今回紹介するのは、「食品業界」の名作CMです。前編は1990年-2009年から10作。後編は2010年代を予定しています。あらゆるアイデアのヒントとして、名作CMが発見した「視点」をみていきましょう。
構成は以下↓
食品業界の前編(2010年代を後編として公開予定)
前編では1990-2009年までのカンヌ広告祭銅賞以上から10作品厳選
「背景」「CM映像」「CM文字起こし」「視点の言語化」で構成
1. Bob's Big Boy - FRANK'S RETURN(1990 GOLD)
〈食べ放題のレストラン、Bob's Big Boy〉
日本でも、ビッグボーイの名前で親しまれているBob's Big Boy。群雄割拠のレストランチェーンの中でも、長く愛されているこのレストランですが、その一つの特徴が「食べ放題」であるということ。他のレストランを出し抜くためには、その「食べ放題」という特徴を際立たせる必要がありました。
動画リンクはこちら(Youtube上に動画がないため)
雷鳴が轟き、嵐が吹きすさぶ夜。
________________
課題のねらい: 上の食品業界の名作CMについての文章を、二文で要約しなさい。

データ:
________________
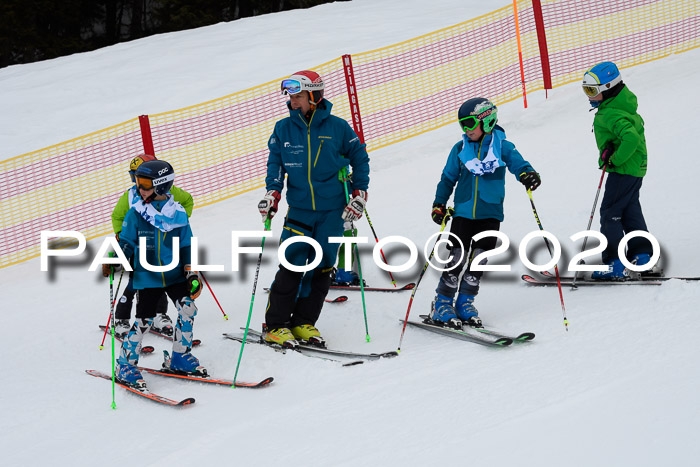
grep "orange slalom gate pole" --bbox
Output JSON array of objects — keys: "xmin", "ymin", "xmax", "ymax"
[{"xmin": 513, "ymin": 0, "xmax": 527, "ymax": 109}]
________________
解答: 食品業界の名作CMを紹介する企画で、前編では1990年から2009年までのカンヌ広告祭銅賞以上の作品から10作を厳選し、後編では2010年代を取り上げる予定である。各作品は「背景」「CM映像」「CM文字起こし」「視点の言語化」で構成され、最初のBob's Big Boyには、他のレストランを出し抜くために「食べ放題」という特徴を際立たせる必要があった。